EXERCISE INSTRUCTIONS
From the first line to the last, write out the records exactly, leaving the pictures behind.

━━━━━ EXTRACTED MATERIAL

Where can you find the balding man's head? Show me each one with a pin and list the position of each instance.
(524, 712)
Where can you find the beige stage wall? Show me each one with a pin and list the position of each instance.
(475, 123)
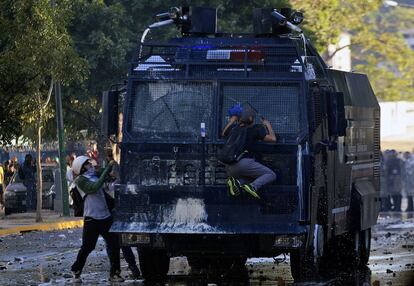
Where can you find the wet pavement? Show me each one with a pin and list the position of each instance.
(44, 258)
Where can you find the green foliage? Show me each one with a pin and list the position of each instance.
(35, 47)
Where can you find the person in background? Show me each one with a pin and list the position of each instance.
(69, 173)
(409, 180)
(27, 173)
(8, 172)
(127, 251)
(1, 184)
(248, 174)
(97, 217)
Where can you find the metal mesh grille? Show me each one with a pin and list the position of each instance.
(225, 61)
(162, 110)
(279, 103)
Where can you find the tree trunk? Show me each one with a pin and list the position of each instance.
(39, 175)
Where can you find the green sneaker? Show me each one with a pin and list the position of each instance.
(250, 190)
(233, 186)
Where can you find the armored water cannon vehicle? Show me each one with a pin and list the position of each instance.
(172, 199)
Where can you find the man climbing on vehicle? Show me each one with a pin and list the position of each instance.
(240, 152)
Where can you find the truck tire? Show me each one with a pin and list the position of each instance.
(364, 247)
(308, 264)
(342, 252)
(154, 264)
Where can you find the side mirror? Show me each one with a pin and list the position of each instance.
(336, 114)
(110, 113)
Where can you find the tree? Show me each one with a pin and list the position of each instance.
(36, 49)
(378, 47)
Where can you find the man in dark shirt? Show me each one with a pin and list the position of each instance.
(247, 169)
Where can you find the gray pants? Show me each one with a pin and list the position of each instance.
(247, 170)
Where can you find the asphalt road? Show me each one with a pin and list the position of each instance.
(38, 258)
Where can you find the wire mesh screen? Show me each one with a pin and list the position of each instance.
(162, 109)
(278, 103)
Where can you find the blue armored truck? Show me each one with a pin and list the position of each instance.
(172, 199)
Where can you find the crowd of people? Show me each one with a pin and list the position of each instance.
(397, 180)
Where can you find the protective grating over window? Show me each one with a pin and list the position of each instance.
(278, 103)
(163, 110)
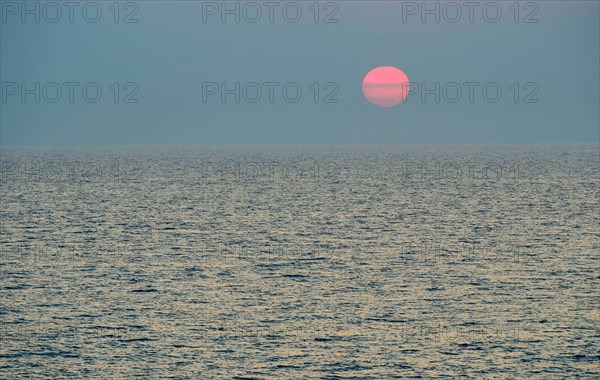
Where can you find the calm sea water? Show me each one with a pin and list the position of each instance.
(285, 263)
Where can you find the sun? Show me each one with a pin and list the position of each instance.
(385, 86)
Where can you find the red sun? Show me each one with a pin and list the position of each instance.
(385, 86)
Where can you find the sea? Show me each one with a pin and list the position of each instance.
(300, 262)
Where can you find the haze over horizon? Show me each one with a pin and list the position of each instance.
(175, 59)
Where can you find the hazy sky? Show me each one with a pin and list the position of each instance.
(170, 60)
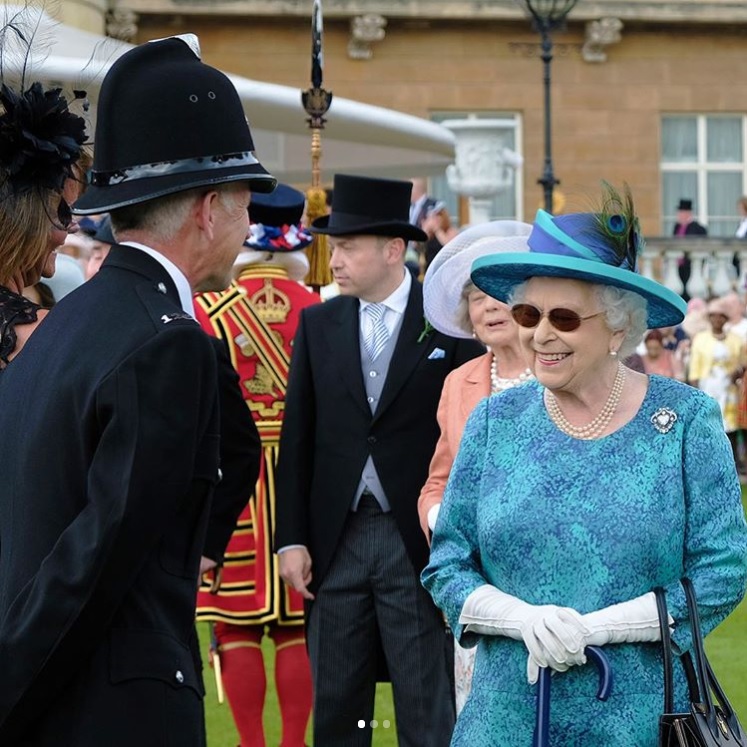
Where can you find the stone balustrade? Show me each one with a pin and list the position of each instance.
(713, 264)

━━━━━━━━━━

YOUR RESPONSE
Where can you find the balding man's head? Show me each one with a pin and list the position of each instance.
(524, 712)
Where can you find the beige stage wall? Show me each one with a pin and list the position of each instance.
(475, 123)
Where can you find the wet pavement? Show me each one with a pin and list the position of each instance.
(44, 258)
Where can you find the green foliage? Show me each one with a pin and list the position of each instance.
(35, 47)
Where can you find the person in background? Show me each one with a pin and list the position of each instance.
(69, 173)
(409, 180)
(27, 173)
(8, 172)
(127, 251)
(1, 184)
(248, 174)
(97, 217)
Where can you find the metal mesh grille? Show me each one with a pin and list the position of each instance.
(225, 61)
(162, 110)
(279, 103)
Where can you find the tree trunk? Show me each one with a pin and list the position of each instance.
(39, 175)
Where can you find the green sneaker? Show me each one with a pin and list the position of each instance.
(250, 190)
(233, 186)
Where can you find the armored water cannon vehicle? Show me each one with a pin and list the position of each instance.
(172, 199)
Where can you find the man climbing on vehicle? Show me each one with a pin and list the position of each instance.
(240, 152)
Where can you find the truck tire? Show me each one with a pin and list the position of each instance.
(364, 247)
(308, 264)
(342, 252)
(154, 264)
Where can you find the side mirror? Show me each one with a pin and list the position of each instance.
(336, 114)
(110, 113)
Where can you find the tree? Show me each one with a pin and list the position of each instance.
(36, 49)
(378, 47)
Where can you find the man in dark shirt? Show me each one with a pin and list the position of each instance.
(247, 169)
Where can you find the gray pants? Show me each one with a pin and list the position of each instance.
(247, 170)
Where can you find the asphalt road? Show me each one with a pin and list the position of each instance.
(38, 258)
Where can you find the wire mesh screen? Show me each one with a pin and list the position of each instance.
(162, 109)
(278, 103)
Where can you find the blue armored truck? Show me each one with a pin and list the position of each instance.
(172, 199)
Where can you find the crowd of people? Show me each one with a pin and list the position of each instance.
(397, 180)
Where can you find the protective grating over window? Show me each one with a pin and list the position of each instance.
(278, 103)
(163, 110)
Where can you find the calm sea water? Show me each one with a pin and list the position of each instance.
(285, 263)
Where can you find the sun? Show me each one with a pin and list the position of each instance.
(385, 86)
Where can you find the red sun? Show me each one with a pin and list the position of each instance.
(385, 86)
Where can you find the sea? Show me each one with a pin and list the position of each instance.
(300, 262)
Where can you find the haze over horizon? Show me each one with a pin and list the position of each instance.
(175, 59)
Where can you find the hazy sky? Show me each one with a pin and list the position of each instance.
(170, 60)
Where can you find the stone balustrade? Show me each one with a pin and list the position of each instance.
(713, 264)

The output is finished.